__Problems__
a: From the birding account, list the plumage features given for the bird the writer takes to be a Sulphur-breasted warbler.
b: Write the next part of the birding account, picking up after its final sentence.

__Page__
+ + + + +

In pursuit of my first Olive-backed pipit of the season previously heard but not seen I went up to the top, an insistence largely due to stubborness rather than common sense, for a windfall of birds should not be expected after a cold front had reached three days before. No birds added to morning's list but lots of hikers and big tents and temporary toilets for the coming Oxfam trailwalkers' annual race.

Fifteen minutes down from the top I saw a single Grey-throated minivet which soon followed by others, not a noisy lot creating an unawareness in me unill I heard and saw a Fortailed sunbird, a Yellow-cheeked tit and lots of Rufous-capped babblers. It was then that I detected a flycatcher with a greyish blue breast with a black collar fringing the upper side - a Black-naped monarch. A sideway facing away revealed a light brown upperbody telling me it being a first winter male. It was nice to see its kind again fanning out its tail. The biggest bird in the vincinity was a Black-winged cuckoo shrike which failed to distract me for I was in pursuit of something new for my season's  list of the region. And I was satisfied when I got sight of a flycatcher which orange throat and breast, my first Mugimaki around the area. It was the next good bird that was hard to come by. I was already more than fifteen minutes with the birdwave. I was walking down the road following the birds, again and again Grey throated minivets mingled just with a single female Scarlet. My attention was then turned to smaller birds, almost always Rufous-capped babblers until I saw a warbler reminisent of ioras I saw in Fraser's Hills. No, not quite like when I saw its thick black crown stripes, together with its virtually yellow underbody with clear yellow greater covert wing bar, good enough to convince myself but insufficent to uphold my record that it was a Sulphur-breasted warbler before the prestigious record committee members.

+ + + + +

__Dataset extract__
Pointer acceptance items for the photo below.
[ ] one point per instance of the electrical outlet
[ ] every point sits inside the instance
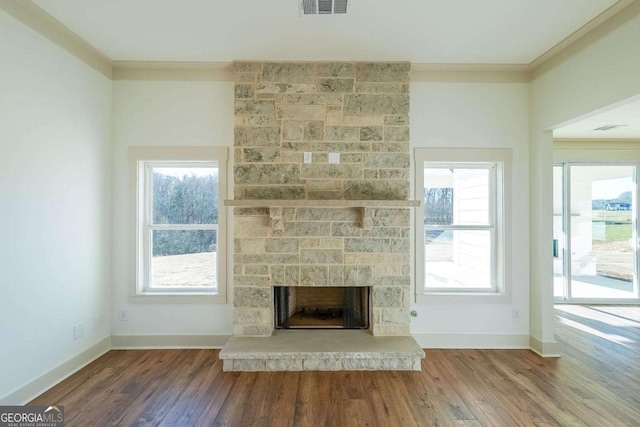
(78, 331)
(98, 322)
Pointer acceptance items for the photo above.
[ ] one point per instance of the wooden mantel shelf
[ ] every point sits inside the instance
(275, 206)
(289, 203)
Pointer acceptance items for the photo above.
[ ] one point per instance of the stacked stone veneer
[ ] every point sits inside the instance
(359, 110)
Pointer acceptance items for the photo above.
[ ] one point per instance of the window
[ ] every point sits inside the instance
(461, 229)
(179, 220)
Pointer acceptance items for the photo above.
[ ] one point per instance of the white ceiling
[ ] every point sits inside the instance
(420, 31)
(627, 114)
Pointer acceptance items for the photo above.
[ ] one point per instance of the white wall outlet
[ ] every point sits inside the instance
(78, 331)
(98, 322)
(307, 157)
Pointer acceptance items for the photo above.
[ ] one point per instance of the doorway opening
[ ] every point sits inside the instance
(595, 232)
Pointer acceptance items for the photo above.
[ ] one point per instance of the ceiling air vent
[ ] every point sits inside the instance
(323, 7)
(609, 127)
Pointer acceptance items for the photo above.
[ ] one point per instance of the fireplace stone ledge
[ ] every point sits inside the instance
(320, 350)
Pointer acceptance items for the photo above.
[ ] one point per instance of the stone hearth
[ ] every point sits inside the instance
(321, 223)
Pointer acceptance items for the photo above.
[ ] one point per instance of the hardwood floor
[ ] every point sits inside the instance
(595, 383)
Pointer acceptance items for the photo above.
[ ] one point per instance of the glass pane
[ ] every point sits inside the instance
(602, 254)
(456, 196)
(183, 258)
(185, 195)
(458, 259)
(558, 234)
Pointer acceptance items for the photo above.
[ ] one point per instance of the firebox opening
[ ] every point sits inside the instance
(322, 307)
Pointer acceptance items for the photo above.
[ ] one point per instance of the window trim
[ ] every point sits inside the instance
(139, 186)
(500, 213)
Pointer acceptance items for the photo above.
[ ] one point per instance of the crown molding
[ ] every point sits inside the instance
(172, 71)
(46, 25)
(602, 143)
(470, 73)
(50, 28)
(601, 25)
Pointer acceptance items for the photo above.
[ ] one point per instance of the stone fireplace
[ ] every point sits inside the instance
(321, 180)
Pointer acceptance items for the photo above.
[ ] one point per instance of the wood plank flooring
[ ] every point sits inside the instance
(595, 383)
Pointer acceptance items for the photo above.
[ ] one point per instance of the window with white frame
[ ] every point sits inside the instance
(179, 220)
(461, 227)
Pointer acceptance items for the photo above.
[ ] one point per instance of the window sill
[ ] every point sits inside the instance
(178, 298)
(463, 297)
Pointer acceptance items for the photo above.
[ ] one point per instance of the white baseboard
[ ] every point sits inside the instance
(472, 341)
(133, 342)
(33, 389)
(544, 349)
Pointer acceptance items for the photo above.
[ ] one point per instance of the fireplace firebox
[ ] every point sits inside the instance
(326, 307)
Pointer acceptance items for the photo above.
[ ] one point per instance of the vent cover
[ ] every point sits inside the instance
(609, 127)
(323, 7)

+ + + + +

__The responses__
a:
- thick black crown stripes
- virtually yellow underbody
- clear yellow greater covert wing bar

b:
S L Tai

[ Last edited by tsheunglai at 13/11/2011 20:43 ]


17th Nov 2011

It was my second chance to bird on a weekday in as many months. I snatched it up without a second thought.
Would there me good birds awaiting me?

It was the nineteenth bird which was a Black-naped Monarch. However, it was seen at nearly extreme distance affording little pleasure. It was foraging just under the canopy in the shade, barely identifiable with the help of some logical elimination. While walking in light rain, I couldn't help noticing that Fortailed sunbirds had increased in number in marked difference to October. Their two typical calls were heard every now and then. I also spent some time self-reproaching for subjective willfulness of seeing White-breasted kingfishers again after about six years, thus blinding myself until I saw with clear sight that they were some vociferous Blue magpies.

Though enjoying no good haul of birds, I cannot help but to inform my readers that the area have increased in the number of species seen or heard which exceeded thirty for the past two weeks, being 37 last week.

S L Tai

[ Last edited by tsheunglai at 18/11/2011 20:10 ]


Interesting to compare this with Po Toi.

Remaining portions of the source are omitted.